Exercise requirements:
• a. Name every MMO game title mentioned in the forum thread on MMOs.
• b. According to the forum thread on MMOs, which game popularized questing?
• c. From the forum thread on MMOs, quote the passage that begins with "I remember the" and ends with "while doing it.".

It's less that MMO's are going down, but rather WoW is starting to crash and burn

It'll actually be interesting to see what pops up after it collapses in the next few years

hopefully nothing

Because ever since WoW devs just copy WoW. All of the exotic and interesting MMOs before that were never iterated, and we certainly get nothing original.

It is not.
It's just a trend on this board to hate mmos and shit on them regardless of their actual quality.
Yet every second one of you play at least one MMO and you fucking now that successful ones are alive and kicking?

Every fucking time.
Holla Forums truly is a tsundere in community form.

Yes we are.

They all are following the same formula.
All full of questlines and a linear story.

I remember when shit was super open and free with lots of options, you could do whatever you wanted when you wanted as long as you could actually do it without dieing, with the lore being hidden in monsters, items and NPC dialogue for NPC that almost always didn't have actual quests, just hints and gossip about the game world.
Nowadays you're stuck in whatever themed map the devs made for your level range, doing obligatory fetch quests to some asshole NPC, going in a straight line from map to map until you reach max level.

I remember the Project Gorgon threads, the combat was horrible, the graphics sucked ass, the character creation a joke and so on.
But everyone was having a blast with the game. It had no clear objectives other than a very dismissable main questline and you just went around exploring, hunting, farming, fishing, searching hidden NPCs to see if they had something for you and having your character grow while doing it.


People make do with what they have, if they want to play MMOs they will, but it won't make the MMOs any better.

Those were the best MMOs. When the attraction to a "masively multiplayer" were the players and you had the freedom to make your own fun. I hate questing and I often wonder how different things would have been had EverQuest not popularized it.

I like FF XIV and wish WoW wasn't dying since all the wow kiddies are shitting up the servers now that they are fleeing a sinking ship.

Haven't really played any MMOs in 5 years.

You noticed a influx of retards too?

The best part is when they think their WoW knowledge will help them and they only end up fucking everyone over. Its nice there's more players but for fuck's sake learn your shit.

Data lines:
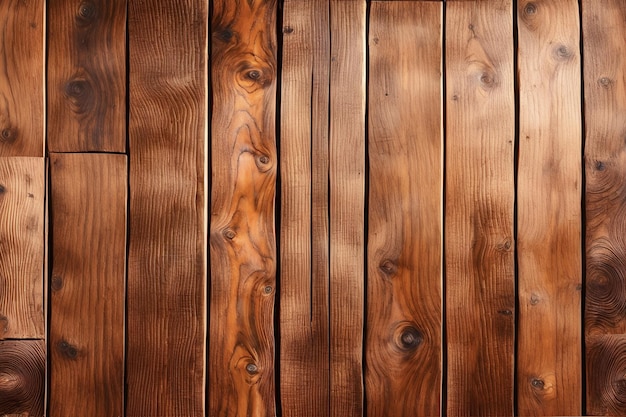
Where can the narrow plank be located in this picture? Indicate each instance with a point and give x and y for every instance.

Per-task outputs:
• a. WoW, Project Gorgon, EverQuest, FF XIV

• b. EverQuest

• c.
I remember the Project Gorgon threads, the combat was horrible, the graphics sucked ass, the character creation a joke and so on.
But everyone was having a blast with the game. It had no clear objectives other than a very dismissable main questline and you just went around exploring, hunting, farming, fishing, searching hidden NPCs to see if they had something for you and having your character grow while doing it.